== Extracted information

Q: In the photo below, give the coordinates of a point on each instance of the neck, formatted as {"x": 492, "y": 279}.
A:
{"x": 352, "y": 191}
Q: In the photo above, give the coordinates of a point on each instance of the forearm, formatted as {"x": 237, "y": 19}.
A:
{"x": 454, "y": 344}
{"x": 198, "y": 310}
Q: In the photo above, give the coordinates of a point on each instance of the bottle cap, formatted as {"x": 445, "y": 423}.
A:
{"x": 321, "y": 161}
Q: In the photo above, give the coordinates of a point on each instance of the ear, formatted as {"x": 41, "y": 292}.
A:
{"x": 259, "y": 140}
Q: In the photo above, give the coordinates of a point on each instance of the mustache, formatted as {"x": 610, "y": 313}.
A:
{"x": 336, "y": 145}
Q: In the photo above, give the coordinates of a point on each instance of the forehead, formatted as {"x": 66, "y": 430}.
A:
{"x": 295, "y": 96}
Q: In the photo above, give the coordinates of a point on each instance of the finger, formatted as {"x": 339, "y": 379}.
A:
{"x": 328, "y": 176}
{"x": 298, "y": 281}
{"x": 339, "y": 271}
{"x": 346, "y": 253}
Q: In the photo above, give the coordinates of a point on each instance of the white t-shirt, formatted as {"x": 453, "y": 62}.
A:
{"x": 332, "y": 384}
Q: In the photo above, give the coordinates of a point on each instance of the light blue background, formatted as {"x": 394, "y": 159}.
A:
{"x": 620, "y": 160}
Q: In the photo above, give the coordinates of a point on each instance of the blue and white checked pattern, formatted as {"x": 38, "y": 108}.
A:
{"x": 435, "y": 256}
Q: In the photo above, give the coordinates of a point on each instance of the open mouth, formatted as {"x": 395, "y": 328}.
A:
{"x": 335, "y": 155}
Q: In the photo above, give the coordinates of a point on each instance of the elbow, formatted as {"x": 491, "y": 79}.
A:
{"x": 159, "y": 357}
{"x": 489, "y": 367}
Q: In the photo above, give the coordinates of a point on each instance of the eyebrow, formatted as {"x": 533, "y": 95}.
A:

====

What this task involves. Rewrite all of the data above, substituting "every instance" for "each instance" wherever it appears and leaving everything else unchanged.

Worked solution.
Q: In the photo below, give the coordinates of a point on every instance of the neck, formatted as {"x": 492, "y": 279}.
A:
{"x": 352, "y": 191}
Q: In the photo above, give the coordinates of a point on every instance of the forearm, formatted as {"x": 237, "y": 19}.
A:
{"x": 454, "y": 344}
{"x": 198, "y": 310}
Q: In the photo above, give the coordinates of a point on every instance of the bottle cap, formatted as {"x": 445, "y": 423}.
A:
{"x": 321, "y": 161}
Q: In the photo above, give the coordinates of a point on every instance of the ear, formatted as {"x": 41, "y": 292}.
A:
{"x": 259, "y": 140}
Q: In the photo above, give the coordinates of a point on every instance of the mustache, formatted as {"x": 610, "y": 313}.
A:
{"x": 336, "y": 145}
Q: In the photo above, give the coordinates of a point on every instance of the forehead, formatted as {"x": 66, "y": 430}.
A:
{"x": 295, "y": 96}
Q: In the photo above, give the coordinates of a point on every instance of the finger, formatted as {"x": 339, "y": 379}.
A:
{"x": 328, "y": 176}
{"x": 298, "y": 281}
{"x": 339, "y": 271}
{"x": 346, "y": 253}
Q: In the photo above, give the coordinates of a point on every instance of the white t-shirt, formatted as {"x": 453, "y": 62}.
A:
{"x": 332, "y": 384}
Q: In the photo above, give the coordinates of a point on every instance of the light blue background, formatted as {"x": 394, "y": 159}.
A:
{"x": 620, "y": 160}
Q: In the photo above, give the coordinates of a point on every instance of the blue and white checked pattern, formatted as {"x": 38, "y": 108}.
A:
{"x": 435, "y": 256}
Q: In the photo above, give the coordinates of a point on every instance of the open mouth, formatted as {"x": 395, "y": 328}.
A:
{"x": 335, "y": 155}
Q: In the photo above, give the coordinates of a point on every instance of the elbow, formatted as {"x": 491, "y": 79}.
A:
{"x": 159, "y": 357}
{"x": 489, "y": 367}
Q: In the photo above, give the coordinates of a point on every instance of the eyebrow, formatted as {"x": 533, "y": 95}.
A:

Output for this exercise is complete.